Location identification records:
━━━━━━━━

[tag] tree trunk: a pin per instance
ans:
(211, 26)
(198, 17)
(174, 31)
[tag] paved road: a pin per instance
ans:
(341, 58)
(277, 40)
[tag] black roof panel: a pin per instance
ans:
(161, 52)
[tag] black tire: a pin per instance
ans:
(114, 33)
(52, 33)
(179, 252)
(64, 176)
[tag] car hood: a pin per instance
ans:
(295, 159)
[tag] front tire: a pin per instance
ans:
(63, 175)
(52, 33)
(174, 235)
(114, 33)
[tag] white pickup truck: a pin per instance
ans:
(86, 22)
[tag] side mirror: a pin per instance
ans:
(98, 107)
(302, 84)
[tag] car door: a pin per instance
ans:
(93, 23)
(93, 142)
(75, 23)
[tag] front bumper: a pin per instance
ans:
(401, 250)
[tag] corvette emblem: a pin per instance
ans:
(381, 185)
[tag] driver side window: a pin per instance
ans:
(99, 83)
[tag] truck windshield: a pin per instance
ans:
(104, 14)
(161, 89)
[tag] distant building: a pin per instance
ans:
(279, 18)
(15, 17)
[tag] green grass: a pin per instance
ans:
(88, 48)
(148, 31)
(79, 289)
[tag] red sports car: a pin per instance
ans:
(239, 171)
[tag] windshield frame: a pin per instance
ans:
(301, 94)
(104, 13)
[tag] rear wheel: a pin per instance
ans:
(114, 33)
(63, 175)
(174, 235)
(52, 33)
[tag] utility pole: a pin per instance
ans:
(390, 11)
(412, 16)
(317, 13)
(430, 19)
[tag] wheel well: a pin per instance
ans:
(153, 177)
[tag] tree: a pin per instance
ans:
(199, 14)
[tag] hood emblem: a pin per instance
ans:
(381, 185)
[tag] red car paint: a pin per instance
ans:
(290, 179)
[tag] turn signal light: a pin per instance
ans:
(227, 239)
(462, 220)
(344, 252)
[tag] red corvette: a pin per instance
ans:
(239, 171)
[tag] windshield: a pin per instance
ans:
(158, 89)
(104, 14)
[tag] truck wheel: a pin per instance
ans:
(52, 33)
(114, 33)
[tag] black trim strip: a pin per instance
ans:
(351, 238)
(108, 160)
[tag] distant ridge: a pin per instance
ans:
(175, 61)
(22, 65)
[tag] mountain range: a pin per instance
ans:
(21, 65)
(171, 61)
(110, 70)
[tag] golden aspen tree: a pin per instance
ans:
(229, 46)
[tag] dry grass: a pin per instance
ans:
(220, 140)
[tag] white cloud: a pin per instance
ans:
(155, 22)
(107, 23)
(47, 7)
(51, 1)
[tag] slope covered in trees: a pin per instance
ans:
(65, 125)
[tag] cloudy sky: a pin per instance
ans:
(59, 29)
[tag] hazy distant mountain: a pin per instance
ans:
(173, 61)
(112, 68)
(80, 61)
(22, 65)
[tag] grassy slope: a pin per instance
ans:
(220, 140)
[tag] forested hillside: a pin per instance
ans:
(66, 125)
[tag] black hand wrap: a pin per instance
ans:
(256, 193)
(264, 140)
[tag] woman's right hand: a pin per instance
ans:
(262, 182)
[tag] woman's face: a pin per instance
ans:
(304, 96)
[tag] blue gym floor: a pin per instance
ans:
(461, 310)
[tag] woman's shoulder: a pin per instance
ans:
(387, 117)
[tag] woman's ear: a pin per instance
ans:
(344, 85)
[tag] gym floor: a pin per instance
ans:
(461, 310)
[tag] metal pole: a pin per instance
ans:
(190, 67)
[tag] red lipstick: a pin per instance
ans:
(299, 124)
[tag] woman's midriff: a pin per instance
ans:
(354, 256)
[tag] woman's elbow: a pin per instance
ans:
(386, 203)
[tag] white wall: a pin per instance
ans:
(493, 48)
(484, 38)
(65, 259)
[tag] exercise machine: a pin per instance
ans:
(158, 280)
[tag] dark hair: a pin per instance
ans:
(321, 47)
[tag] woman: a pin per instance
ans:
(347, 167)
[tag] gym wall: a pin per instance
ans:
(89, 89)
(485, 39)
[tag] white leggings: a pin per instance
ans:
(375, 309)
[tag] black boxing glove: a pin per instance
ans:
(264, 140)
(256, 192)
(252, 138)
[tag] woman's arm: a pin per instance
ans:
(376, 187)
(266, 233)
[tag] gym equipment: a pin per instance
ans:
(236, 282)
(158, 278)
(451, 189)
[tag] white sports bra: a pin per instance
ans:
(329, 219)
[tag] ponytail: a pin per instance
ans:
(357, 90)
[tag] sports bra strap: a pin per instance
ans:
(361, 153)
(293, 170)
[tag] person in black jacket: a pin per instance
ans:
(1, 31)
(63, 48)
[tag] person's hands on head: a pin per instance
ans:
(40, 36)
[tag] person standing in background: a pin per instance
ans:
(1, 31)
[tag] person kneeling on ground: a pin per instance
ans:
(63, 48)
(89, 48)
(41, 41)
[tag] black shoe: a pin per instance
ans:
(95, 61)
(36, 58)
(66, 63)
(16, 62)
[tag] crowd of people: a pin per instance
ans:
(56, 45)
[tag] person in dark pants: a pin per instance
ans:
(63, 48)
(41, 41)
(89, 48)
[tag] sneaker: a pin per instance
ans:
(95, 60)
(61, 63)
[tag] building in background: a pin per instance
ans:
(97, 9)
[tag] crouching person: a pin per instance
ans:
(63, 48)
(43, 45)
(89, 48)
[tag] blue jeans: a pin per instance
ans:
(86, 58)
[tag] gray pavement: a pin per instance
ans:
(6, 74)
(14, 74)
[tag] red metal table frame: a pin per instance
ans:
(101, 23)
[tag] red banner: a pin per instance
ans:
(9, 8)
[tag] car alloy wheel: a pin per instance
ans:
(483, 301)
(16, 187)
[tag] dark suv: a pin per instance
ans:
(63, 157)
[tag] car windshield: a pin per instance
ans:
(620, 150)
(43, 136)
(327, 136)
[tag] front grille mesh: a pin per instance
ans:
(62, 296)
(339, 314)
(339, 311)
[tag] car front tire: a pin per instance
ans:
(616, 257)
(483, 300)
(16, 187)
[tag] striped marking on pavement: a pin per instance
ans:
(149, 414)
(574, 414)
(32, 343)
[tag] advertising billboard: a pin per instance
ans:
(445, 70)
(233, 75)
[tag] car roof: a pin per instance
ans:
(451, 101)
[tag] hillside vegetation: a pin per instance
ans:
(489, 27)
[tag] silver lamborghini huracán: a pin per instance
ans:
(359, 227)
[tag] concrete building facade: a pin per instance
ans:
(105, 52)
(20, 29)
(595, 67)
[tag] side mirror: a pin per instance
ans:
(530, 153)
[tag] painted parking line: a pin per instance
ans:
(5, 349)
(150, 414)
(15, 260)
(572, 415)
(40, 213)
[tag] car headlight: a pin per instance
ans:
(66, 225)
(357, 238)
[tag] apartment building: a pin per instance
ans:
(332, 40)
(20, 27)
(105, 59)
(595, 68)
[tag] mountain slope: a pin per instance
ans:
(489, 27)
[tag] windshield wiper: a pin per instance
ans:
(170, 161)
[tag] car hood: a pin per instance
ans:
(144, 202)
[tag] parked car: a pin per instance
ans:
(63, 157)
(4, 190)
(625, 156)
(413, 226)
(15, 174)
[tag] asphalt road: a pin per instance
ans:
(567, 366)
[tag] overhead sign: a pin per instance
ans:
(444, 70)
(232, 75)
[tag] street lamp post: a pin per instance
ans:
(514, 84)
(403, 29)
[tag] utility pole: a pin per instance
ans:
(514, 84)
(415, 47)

━━━━━━━━

Copy the records above word for word, keeping every line in its original order.

[tag] tree trunk: a pin per instance
ans:
(211, 26)
(198, 17)
(174, 31)
[tag] paved road: a pin per instance
ans:
(341, 58)
(277, 40)
[tag] black roof panel: a pin per instance
ans:
(161, 52)
[tag] black tire: a pin per instance
ans:
(114, 33)
(52, 33)
(179, 252)
(64, 176)
[tag] car hood: a pin per instance
ans:
(295, 159)
[tag] front tire: a pin per instance
ans:
(63, 175)
(52, 33)
(174, 235)
(114, 33)
[tag] white pickup truck: a pin per instance
ans:
(86, 22)
[tag] side mirror: a pin per instance
ans:
(98, 107)
(302, 84)
[tag] car door: a pin per instance
ans:
(93, 23)
(93, 142)
(75, 23)
[tag] front bumper: a pin per instance
ans:
(401, 250)
[tag] corvette emblem: a pin per instance
ans:
(381, 185)
[tag] driver side window: a pin per instance
ans:
(99, 83)
[tag] truck windshield: a pin per instance
ans:
(104, 14)
(161, 89)
[tag] distant building: a pin per instance
ans:
(279, 18)
(15, 17)
[tag] green grass: a pin per instance
ans:
(88, 48)
(148, 31)
(79, 289)
[tag] red sports car: a pin per instance
ans:
(239, 171)
[tag] windshield frame: a pin per instance
ans:
(301, 94)
(104, 13)
[tag] rear wheel: a pin per instance
ans:
(114, 33)
(63, 175)
(174, 235)
(52, 33)
[tag] utility pole: a pin per instance
ans:
(390, 11)
(412, 16)
(317, 13)
(430, 19)
[tag] wheel well: a pin per instance
ans:
(153, 177)
[tag] tree: a pin per instance
ans:
(199, 14)
[tag] hood emblem: a pin per instance
ans:
(381, 185)
[tag] red car paint: a pin per instance
ans:
(290, 179)
[tag] turn signal light: a pin per instance
ans:
(227, 239)
(462, 220)
(344, 252)
[tag] red corvette: a pin per instance
ans:
(239, 171)
[tag] windshield: a pin per instance
ans:
(158, 89)
(104, 14)
[tag] truck wheel: a pin per instance
ans:
(52, 33)
(114, 33)
[tag] black trim strip: a pin per instance
ans:
(351, 238)
(108, 160)
[tag] distant ridge: a pin per instance
ans:
(175, 61)
(22, 65)
[tag] mountain range: a pin per instance
ans:
(21, 65)
(171, 61)
(110, 70)
[tag] golden aspen tree: a pin per instance
ans:
(229, 46)
[tag] dry grass: a pin per instance
ans:
(220, 140)
[tag] white cloud: a pin per instance
ans:
(155, 22)
(107, 23)
(47, 7)
(51, 1)
[tag] slope covered in trees: a pin per instance
ans:
(65, 125)
[tag] cloudy sky: a pin per instance
ans:
(59, 29)
[tag] hazy distant mountain: a pin per instance
ans:
(173, 61)
(112, 68)
(80, 61)
(22, 65)
[tag] grassy slope: a pin per instance
ans:
(220, 140)
[tag] forested hillside: a pin per instance
ans:
(66, 125)
[tag] black hand wrap: a pin per instance
ans:
(256, 193)
(264, 140)
[tag] woman's right hand: a pin per instance
ans:
(262, 182)
[tag] woman's face: a pin per instance
ans:
(304, 96)
[tag] blue gym floor: a pin per instance
ans:
(461, 310)
[tag] woman's shoulder: a pin per instance
ans:
(387, 117)
[tag] woman's ear: a pin per instance
ans:
(344, 85)
[tag] gym floor: a pin per instance
ans:
(461, 310)
[tag] metal pole: a pin per instance
ans:
(190, 67)
[tag] red lipstick: a pin per instance
ans:
(299, 124)
[tag] woman's midriff: a pin per instance
ans:
(354, 256)
[tag] woman's elbow: a pin per instance
ans:
(386, 203)
[tag] white wall: a pin per instance
ans:
(493, 48)
(484, 38)
(65, 259)
[tag] exercise machine: a pin per instance
ans:
(158, 280)
[tag] dark hair: a pin per instance
ans:
(321, 47)
[tag] woman: a pin per instance
ans:
(347, 167)
[tag] gym wall: a pin per instance
ans:
(89, 89)
(485, 39)
[tag] white leggings: a pin per instance
ans:
(375, 309)
[tag] black boxing glove: a pin per instance
ans:
(264, 140)
(256, 192)
(252, 138)
[tag] woman's arm: a pin per instance
ans:
(376, 187)
(266, 233)
[tag] gym equipment: a pin per instance
ans:
(236, 282)
(158, 278)
(451, 189)
[tag] white sports bra: a pin per instance
ans:
(329, 219)
[tag] ponytail: a pin per instance
ans:
(357, 90)
[tag] sports bra strap: a pin per instance
ans:
(361, 153)
(293, 170)
[tag] person in black jacket: a pin per instance
ans:
(1, 31)
(63, 48)
[tag] person's hands on head: a pin per instance
ans:
(40, 36)
[tag] person standing in background: a pin per instance
ans:
(1, 31)
[tag] person kneeling on ground: a pin per instance
ans:
(63, 48)
(89, 48)
(41, 41)
[tag] black shoe: a pin per instance
ans:
(95, 61)
(36, 58)
(66, 63)
(16, 62)
[tag] crowd of people: a pin per instance
ans:
(56, 45)
[tag] person in dark pants: a pin per instance
ans:
(63, 48)
(41, 41)
(89, 48)
[tag] sneaker: a pin per instance
ans:
(95, 60)
(61, 63)
[tag] building in background: a pin per instance
ans:
(97, 9)
[tag] crouching person: a pin per instance
ans:
(63, 48)
(43, 45)
(89, 48)
[tag] blue jeans: a pin per instance
ans:
(86, 58)
[tag] gray pavement: a pin per instance
ans:
(6, 74)
(14, 74)
[tag] red metal table frame: a pin per instance
ans:
(101, 23)
[tag] red banner: a pin per instance
ans:
(9, 8)
[tag] car alloy wheel: a pin per instance
ans:
(483, 301)
(16, 187)
[tag] dark suv: a pin per instance
ans:
(63, 157)
[tag] car windshield: a pin per instance
ans:
(620, 150)
(43, 136)
(327, 136)
[tag] front grille mesh: a pin per instance
ans:
(62, 296)
(339, 314)
(339, 311)
[tag] car front tire: a pin per instance
ans:
(616, 257)
(483, 300)
(16, 187)
[tag] striped marking on pavement: a pin per instance
ans:
(149, 414)
(574, 414)
(32, 343)
[tag] advertising billboard: a pin per instance
ans:
(445, 70)
(233, 75)
[tag] car roof: a pin per instance
ans:
(451, 101)
[tag] hillside vegetation: a pin per instance
ans:
(489, 27)
[tag] silver lamborghini huracán: a pin per instance
ans:
(359, 227)
[tag] concrete building facade: a pin per instance
ans:
(105, 52)
(20, 29)
(595, 67)
[tag] side mirror: a pin per instance
ans:
(530, 153)
[tag] painted parking line: a pin per instance
ans:
(5, 349)
(150, 414)
(15, 260)
(572, 415)
(40, 213)
[tag] car headlight: a pin per instance
ans:
(66, 225)
(357, 238)
[tag] apartment building: a pin per instance
ans:
(332, 40)
(20, 27)
(105, 59)
(595, 68)
[tag] mountain slope: a pin per instance
ans:
(489, 27)
[tag] windshield wiper: a pin per instance
ans:
(170, 161)
[tag] car hood: a pin per instance
ans:
(144, 202)
[tag] parked car: a pin per instance
ans:
(63, 157)
(4, 190)
(625, 156)
(413, 226)
(15, 174)
[tag] asphalt road: a pin per instance
ans:
(567, 366)
[tag] overhead sign: a pin per instance
ans:
(444, 70)
(232, 75)
[tag] street lamp post: a pin per instance
ans:
(514, 84)
(403, 29)
[tag] utility pole: a pin per instance
ans:
(514, 84)
(415, 47)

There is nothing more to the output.